Named region outline lines:
________________

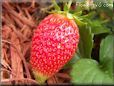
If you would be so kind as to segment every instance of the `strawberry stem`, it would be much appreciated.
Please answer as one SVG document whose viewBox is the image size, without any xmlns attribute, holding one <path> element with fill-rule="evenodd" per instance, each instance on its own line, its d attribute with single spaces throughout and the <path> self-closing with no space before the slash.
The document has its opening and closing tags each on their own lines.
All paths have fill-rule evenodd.
<svg viewBox="0 0 114 86">
<path fill-rule="evenodd" d="M 53 5 L 54 5 L 54 8 L 55 8 L 57 11 L 60 11 L 60 10 L 61 10 L 60 7 L 59 7 L 59 5 L 56 3 L 55 0 L 52 0 L 52 3 L 53 3 Z"/>
</svg>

________________

- Directive: Rewrite all of the lines above as a Markdown table with the columns "No." and "Line," placing one nonblank line in each row with its row number and omitting the pictures.

- Exercise solution:
| No. | Line |
|---|---|
| 1 | If you would be so kind as to segment every instance of the `strawberry stem`, it would be much appreciated. |
| 2 | Please answer as one SVG document whose viewBox is the image size, without any xmlns attribute, holding one <path> element with fill-rule="evenodd" per instance, each instance on its own line, its d attribute with single spaces throughout and the <path> self-closing with no space before the slash. |
| 3 | The document has its opening and closing tags each on their own lines. |
| 4 | All paths have fill-rule evenodd. |
| 5 | <svg viewBox="0 0 114 86"> |
| 6 | <path fill-rule="evenodd" d="M 53 5 L 54 5 L 54 8 L 55 8 L 57 11 L 60 11 L 60 10 L 61 10 L 60 7 L 59 7 L 59 5 L 56 3 L 55 0 L 52 0 L 52 3 L 53 3 Z"/> |
| 7 | </svg> |